Exercise materials:
-=-=-=-=-

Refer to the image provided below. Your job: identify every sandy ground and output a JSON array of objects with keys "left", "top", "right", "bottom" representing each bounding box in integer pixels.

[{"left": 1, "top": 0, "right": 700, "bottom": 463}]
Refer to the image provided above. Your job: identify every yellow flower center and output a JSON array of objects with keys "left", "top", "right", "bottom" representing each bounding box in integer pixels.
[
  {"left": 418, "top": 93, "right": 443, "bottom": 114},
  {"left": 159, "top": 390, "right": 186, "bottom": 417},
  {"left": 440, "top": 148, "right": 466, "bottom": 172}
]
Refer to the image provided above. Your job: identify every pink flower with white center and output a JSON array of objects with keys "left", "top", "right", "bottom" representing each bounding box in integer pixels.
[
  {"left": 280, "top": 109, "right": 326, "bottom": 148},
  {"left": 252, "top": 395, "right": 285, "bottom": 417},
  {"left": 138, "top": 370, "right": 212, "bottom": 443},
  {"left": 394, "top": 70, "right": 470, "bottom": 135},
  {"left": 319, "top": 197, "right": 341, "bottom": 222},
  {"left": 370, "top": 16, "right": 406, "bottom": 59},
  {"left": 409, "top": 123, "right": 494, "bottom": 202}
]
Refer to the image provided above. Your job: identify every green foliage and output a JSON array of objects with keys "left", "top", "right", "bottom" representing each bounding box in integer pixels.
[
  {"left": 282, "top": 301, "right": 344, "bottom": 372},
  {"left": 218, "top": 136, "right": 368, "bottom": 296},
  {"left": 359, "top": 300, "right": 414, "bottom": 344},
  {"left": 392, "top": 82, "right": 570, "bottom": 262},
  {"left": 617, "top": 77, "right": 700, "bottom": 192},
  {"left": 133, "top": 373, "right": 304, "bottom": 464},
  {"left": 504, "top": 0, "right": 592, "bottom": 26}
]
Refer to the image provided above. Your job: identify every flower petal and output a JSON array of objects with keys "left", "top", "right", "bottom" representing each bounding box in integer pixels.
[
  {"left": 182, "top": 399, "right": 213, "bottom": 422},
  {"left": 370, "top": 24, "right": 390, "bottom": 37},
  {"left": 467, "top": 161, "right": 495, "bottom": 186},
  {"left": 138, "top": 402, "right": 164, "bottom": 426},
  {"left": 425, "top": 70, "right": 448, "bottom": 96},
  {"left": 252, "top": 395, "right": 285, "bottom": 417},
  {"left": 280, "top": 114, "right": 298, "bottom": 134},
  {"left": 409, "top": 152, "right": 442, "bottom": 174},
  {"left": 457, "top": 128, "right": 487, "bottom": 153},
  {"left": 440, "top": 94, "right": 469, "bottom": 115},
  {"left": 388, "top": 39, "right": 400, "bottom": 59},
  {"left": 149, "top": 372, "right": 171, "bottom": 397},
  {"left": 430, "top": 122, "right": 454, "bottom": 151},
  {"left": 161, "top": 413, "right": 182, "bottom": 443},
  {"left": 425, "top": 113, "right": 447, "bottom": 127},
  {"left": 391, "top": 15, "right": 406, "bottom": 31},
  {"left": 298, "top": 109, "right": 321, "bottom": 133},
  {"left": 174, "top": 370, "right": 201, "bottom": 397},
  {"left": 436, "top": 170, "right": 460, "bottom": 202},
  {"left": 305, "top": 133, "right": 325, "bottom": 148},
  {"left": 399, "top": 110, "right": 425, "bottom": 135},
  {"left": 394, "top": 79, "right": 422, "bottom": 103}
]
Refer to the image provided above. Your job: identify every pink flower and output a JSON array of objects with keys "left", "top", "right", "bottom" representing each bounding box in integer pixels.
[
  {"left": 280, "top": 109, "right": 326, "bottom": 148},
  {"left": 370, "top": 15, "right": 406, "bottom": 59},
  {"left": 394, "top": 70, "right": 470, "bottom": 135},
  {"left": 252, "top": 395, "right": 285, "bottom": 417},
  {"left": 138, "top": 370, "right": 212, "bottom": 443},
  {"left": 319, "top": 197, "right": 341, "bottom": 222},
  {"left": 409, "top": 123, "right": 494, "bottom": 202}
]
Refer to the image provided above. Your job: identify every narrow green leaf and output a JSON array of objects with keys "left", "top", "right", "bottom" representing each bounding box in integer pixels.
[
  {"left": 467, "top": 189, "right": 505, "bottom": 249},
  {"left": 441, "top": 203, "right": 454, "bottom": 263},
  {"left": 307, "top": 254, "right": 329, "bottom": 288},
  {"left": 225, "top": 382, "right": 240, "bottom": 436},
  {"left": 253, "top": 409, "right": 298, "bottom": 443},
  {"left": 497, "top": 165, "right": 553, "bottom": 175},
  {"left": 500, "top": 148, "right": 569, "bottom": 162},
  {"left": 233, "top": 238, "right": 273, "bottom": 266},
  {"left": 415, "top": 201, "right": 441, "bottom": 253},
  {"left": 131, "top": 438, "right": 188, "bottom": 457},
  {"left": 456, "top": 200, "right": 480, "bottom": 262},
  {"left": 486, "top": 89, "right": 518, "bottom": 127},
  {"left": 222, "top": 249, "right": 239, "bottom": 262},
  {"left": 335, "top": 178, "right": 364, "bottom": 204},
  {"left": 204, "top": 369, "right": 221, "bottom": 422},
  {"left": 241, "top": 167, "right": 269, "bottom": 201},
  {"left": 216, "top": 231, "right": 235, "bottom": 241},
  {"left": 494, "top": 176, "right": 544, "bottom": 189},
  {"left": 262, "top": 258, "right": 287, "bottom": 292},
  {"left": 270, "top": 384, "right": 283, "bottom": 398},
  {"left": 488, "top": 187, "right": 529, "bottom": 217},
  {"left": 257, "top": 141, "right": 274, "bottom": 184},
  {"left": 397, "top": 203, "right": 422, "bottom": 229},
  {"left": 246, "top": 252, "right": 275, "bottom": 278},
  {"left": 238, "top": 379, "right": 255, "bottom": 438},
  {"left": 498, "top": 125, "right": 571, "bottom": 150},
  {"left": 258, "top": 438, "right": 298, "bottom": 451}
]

-=-=-=-=-

What you should do: Restate the material exactly as given.

Response for this exercise:
Refer to the image provided below. Your job: identify every sandy ground and output a JSON array of objects with keys "left", "top", "right", "bottom" representing each bounding box in integer pixels.

[{"left": 1, "top": 0, "right": 700, "bottom": 463}]
Refer to the image provided above. Your job: identify every yellow flower center and output a JSON array of objects with keys "left", "top", "right", "bottom" representing each bounding box in integer pixels.
[
  {"left": 418, "top": 93, "right": 443, "bottom": 114},
  {"left": 159, "top": 390, "right": 186, "bottom": 417},
  {"left": 440, "top": 148, "right": 466, "bottom": 172}
]
Refer to the image provided above. Your job: identify every pink flower with white center and output a JSON array of objects with keys "left", "top", "right", "bottom" representing each bounding box in integer pixels.
[
  {"left": 280, "top": 109, "right": 326, "bottom": 148},
  {"left": 252, "top": 395, "right": 285, "bottom": 417},
  {"left": 138, "top": 370, "right": 212, "bottom": 443},
  {"left": 394, "top": 70, "right": 470, "bottom": 135},
  {"left": 319, "top": 197, "right": 341, "bottom": 222},
  {"left": 370, "top": 16, "right": 406, "bottom": 59},
  {"left": 409, "top": 123, "right": 494, "bottom": 202}
]
Refer to the image provided above. Your job: identify every green foliage and output a JSON array of objects with keys "left", "top", "right", "bottom" representing each bounding box in integer pixels.
[
  {"left": 282, "top": 301, "right": 344, "bottom": 372},
  {"left": 218, "top": 136, "right": 368, "bottom": 296},
  {"left": 359, "top": 300, "right": 414, "bottom": 344},
  {"left": 392, "top": 82, "right": 570, "bottom": 262},
  {"left": 617, "top": 77, "right": 700, "bottom": 192},
  {"left": 133, "top": 373, "right": 304, "bottom": 464},
  {"left": 504, "top": 0, "right": 592, "bottom": 26}
]
Refer to the image provided above. Your job: identify every flower petal and output a JSON array of objects with keys "left", "top", "right", "bottom" representing each bounding box in integer pixels.
[
  {"left": 182, "top": 399, "right": 213, "bottom": 422},
  {"left": 370, "top": 24, "right": 390, "bottom": 37},
  {"left": 467, "top": 161, "right": 495, "bottom": 186},
  {"left": 138, "top": 402, "right": 164, "bottom": 426},
  {"left": 425, "top": 70, "right": 448, "bottom": 96},
  {"left": 252, "top": 395, "right": 285, "bottom": 417},
  {"left": 280, "top": 114, "right": 298, "bottom": 134},
  {"left": 409, "top": 152, "right": 442, "bottom": 174},
  {"left": 457, "top": 128, "right": 487, "bottom": 153},
  {"left": 440, "top": 94, "right": 469, "bottom": 115},
  {"left": 388, "top": 39, "right": 400, "bottom": 59},
  {"left": 149, "top": 372, "right": 171, "bottom": 397},
  {"left": 430, "top": 122, "right": 454, "bottom": 151},
  {"left": 161, "top": 413, "right": 182, "bottom": 443},
  {"left": 425, "top": 113, "right": 447, "bottom": 127},
  {"left": 391, "top": 15, "right": 406, "bottom": 31},
  {"left": 298, "top": 109, "right": 321, "bottom": 133},
  {"left": 174, "top": 370, "right": 201, "bottom": 397},
  {"left": 436, "top": 170, "right": 460, "bottom": 202},
  {"left": 305, "top": 133, "right": 325, "bottom": 148},
  {"left": 399, "top": 110, "right": 425, "bottom": 135},
  {"left": 394, "top": 79, "right": 422, "bottom": 103}
]
Refer to the image provided above. Your job: identify every pink flower and output a JSON array of objects with keys "left", "top", "right", "bottom" representing each bounding box in integer pixels.
[
  {"left": 280, "top": 109, "right": 326, "bottom": 148},
  {"left": 370, "top": 15, "right": 406, "bottom": 59},
  {"left": 394, "top": 70, "right": 470, "bottom": 135},
  {"left": 252, "top": 395, "right": 285, "bottom": 417},
  {"left": 138, "top": 370, "right": 212, "bottom": 443},
  {"left": 319, "top": 197, "right": 341, "bottom": 222},
  {"left": 409, "top": 123, "right": 494, "bottom": 202}
]
Refer to the image provided above. Your job: identify every narrow green leaf and output a JSON array of objects with keys "left", "top", "right", "bottom" representing each bounding box in integer pixels.
[
  {"left": 467, "top": 189, "right": 505, "bottom": 249},
  {"left": 441, "top": 203, "right": 454, "bottom": 263},
  {"left": 307, "top": 254, "right": 329, "bottom": 288},
  {"left": 225, "top": 382, "right": 240, "bottom": 436},
  {"left": 253, "top": 409, "right": 298, "bottom": 443},
  {"left": 497, "top": 165, "right": 553, "bottom": 175},
  {"left": 500, "top": 148, "right": 569, "bottom": 162},
  {"left": 233, "top": 238, "right": 273, "bottom": 266},
  {"left": 415, "top": 201, "right": 441, "bottom": 253},
  {"left": 131, "top": 438, "right": 188, "bottom": 457},
  {"left": 456, "top": 200, "right": 480, "bottom": 262},
  {"left": 486, "top": 89, "right": 518, "bottom": 127},
  {"left": 222, "top": 249, "right": 239, "bottom": 262},
  {"left": 335, "top": 178, "right": 364, "bottom": 204},
  {"left": 204, "top": 369, "right": 221, "bottom": 422},
  {"left": 241, "top": 167, "right": 269, "bottom": 201},
  {"left": 216, "top": 231, "right": 235, "bottom": 241},
  {"left": 494, "top": 176, "right": 544, "bottom": 189},
  {"left": 262, "top": 258, "right": 287, "bottom": 292},
  {"left": 270, "top": 384, "right": 283, "bottom": 398},
  {"left": 488, "top": 187, "right": 529, "bottom": 217},
  {"left": 257, "top": 141, "right": 274, "bottom": 184},
  {"left": 397, "top": 203, "right": 422, "bottom": 229},
  {"left": 246, "top": 252, "right": 275, "bottom": 278},
  {"left": 238, "top": 379, "right": 255, "bottom": 438},
  {"left": 498, "top": 125, "right": 571, "bottom": 150},
  {"left": 258, "top": 438, "right": 298, "bottom": 451}
]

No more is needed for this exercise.